Top of MATERIAL SHOWN
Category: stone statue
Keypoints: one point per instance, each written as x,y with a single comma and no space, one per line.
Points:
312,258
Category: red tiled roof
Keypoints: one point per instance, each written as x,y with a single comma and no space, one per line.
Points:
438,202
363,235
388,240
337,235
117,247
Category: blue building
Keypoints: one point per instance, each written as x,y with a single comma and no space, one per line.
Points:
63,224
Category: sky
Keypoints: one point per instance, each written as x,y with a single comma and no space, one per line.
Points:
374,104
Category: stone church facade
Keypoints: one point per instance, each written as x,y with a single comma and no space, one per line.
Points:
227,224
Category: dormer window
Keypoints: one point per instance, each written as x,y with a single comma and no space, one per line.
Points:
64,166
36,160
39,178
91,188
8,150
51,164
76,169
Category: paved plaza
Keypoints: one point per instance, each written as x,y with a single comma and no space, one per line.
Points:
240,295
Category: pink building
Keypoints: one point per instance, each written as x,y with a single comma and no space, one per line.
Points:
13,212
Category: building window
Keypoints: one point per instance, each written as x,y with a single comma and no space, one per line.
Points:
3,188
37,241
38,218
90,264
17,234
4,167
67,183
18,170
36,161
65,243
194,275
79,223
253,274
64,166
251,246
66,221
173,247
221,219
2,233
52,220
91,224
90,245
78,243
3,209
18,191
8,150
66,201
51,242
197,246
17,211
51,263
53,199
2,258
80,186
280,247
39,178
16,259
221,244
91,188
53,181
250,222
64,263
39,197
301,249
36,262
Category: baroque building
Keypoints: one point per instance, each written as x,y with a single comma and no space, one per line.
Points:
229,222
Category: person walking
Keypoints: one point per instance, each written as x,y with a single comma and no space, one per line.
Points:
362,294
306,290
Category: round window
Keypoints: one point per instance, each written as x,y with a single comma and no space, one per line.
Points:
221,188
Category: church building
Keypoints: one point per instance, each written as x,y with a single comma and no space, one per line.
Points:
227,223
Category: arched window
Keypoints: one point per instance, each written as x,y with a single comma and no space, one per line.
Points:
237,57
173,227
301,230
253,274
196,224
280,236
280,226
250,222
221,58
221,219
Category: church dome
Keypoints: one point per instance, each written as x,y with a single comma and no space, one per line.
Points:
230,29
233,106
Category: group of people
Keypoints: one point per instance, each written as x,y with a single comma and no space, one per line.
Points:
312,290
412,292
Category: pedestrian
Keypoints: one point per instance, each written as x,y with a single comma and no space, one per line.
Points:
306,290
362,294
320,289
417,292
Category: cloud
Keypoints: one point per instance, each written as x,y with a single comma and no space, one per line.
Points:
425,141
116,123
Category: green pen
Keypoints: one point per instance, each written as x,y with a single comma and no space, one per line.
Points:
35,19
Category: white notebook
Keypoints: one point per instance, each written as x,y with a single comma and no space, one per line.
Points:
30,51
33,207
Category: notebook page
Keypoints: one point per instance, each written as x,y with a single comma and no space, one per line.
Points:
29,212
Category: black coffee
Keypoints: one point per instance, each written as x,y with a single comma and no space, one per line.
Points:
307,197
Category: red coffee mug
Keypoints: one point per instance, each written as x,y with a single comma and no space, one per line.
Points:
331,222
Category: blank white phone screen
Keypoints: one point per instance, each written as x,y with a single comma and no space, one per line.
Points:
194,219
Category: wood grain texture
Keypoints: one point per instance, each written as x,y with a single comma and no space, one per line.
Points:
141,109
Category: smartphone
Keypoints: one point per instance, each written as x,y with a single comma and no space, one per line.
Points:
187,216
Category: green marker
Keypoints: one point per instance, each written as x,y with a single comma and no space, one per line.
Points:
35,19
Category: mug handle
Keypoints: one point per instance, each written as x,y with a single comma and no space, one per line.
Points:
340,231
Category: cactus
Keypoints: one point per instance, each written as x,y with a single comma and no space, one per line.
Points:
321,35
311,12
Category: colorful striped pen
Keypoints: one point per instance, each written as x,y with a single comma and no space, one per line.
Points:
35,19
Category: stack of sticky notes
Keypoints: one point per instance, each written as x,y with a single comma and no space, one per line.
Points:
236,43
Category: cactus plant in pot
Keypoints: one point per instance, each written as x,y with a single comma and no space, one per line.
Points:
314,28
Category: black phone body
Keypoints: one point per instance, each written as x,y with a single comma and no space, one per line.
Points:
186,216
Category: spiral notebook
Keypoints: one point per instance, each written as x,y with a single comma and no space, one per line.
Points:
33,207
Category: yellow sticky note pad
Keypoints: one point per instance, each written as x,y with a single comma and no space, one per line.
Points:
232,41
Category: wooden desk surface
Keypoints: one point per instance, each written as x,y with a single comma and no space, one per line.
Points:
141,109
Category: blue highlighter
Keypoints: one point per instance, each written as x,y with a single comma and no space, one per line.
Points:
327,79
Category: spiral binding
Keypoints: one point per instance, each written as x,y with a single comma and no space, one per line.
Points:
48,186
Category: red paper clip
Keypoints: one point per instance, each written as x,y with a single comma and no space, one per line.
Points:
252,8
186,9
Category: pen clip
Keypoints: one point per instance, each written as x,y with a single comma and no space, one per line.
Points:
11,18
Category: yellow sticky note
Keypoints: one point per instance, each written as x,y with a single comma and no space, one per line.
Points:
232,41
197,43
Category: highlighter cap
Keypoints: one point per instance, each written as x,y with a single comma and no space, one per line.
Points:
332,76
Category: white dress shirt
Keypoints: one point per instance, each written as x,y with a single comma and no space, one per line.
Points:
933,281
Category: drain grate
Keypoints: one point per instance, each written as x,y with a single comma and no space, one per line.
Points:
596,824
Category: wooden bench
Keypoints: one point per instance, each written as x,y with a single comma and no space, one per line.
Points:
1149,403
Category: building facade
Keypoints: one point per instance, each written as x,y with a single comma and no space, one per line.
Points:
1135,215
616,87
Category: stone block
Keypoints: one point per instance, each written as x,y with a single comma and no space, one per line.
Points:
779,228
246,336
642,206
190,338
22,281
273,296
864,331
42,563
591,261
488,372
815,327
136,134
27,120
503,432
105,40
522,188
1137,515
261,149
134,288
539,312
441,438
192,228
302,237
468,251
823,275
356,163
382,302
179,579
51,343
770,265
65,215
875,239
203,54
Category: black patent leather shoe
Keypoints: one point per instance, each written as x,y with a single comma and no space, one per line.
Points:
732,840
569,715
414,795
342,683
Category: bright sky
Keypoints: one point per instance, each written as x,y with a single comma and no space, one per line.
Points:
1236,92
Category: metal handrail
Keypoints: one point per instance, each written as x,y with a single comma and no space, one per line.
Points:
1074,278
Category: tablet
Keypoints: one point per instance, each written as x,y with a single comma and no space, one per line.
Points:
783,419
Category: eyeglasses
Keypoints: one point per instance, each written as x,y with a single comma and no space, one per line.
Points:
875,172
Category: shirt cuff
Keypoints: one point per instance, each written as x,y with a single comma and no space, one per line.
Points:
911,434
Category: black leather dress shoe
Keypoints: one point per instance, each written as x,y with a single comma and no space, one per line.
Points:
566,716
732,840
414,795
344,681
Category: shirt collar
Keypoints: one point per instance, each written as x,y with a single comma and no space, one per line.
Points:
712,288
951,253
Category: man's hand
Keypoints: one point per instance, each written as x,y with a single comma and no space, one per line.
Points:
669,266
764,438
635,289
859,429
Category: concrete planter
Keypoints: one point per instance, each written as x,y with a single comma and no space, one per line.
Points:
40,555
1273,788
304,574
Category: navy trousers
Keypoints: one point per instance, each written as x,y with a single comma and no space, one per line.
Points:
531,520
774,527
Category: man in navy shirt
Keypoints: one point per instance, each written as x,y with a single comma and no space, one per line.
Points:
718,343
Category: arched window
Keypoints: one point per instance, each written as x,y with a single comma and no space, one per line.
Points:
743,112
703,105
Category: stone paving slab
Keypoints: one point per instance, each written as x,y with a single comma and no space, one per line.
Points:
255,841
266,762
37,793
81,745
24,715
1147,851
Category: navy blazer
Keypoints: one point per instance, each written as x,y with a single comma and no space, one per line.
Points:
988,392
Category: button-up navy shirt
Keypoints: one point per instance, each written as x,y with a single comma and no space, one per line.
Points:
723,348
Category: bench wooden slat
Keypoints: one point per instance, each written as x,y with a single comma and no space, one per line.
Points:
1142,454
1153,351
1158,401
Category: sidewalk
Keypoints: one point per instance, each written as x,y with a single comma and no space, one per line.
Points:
Bottom of MATERIAL SHOWN
Find how many lines in the entries above have the string "bench" and report only that number.

2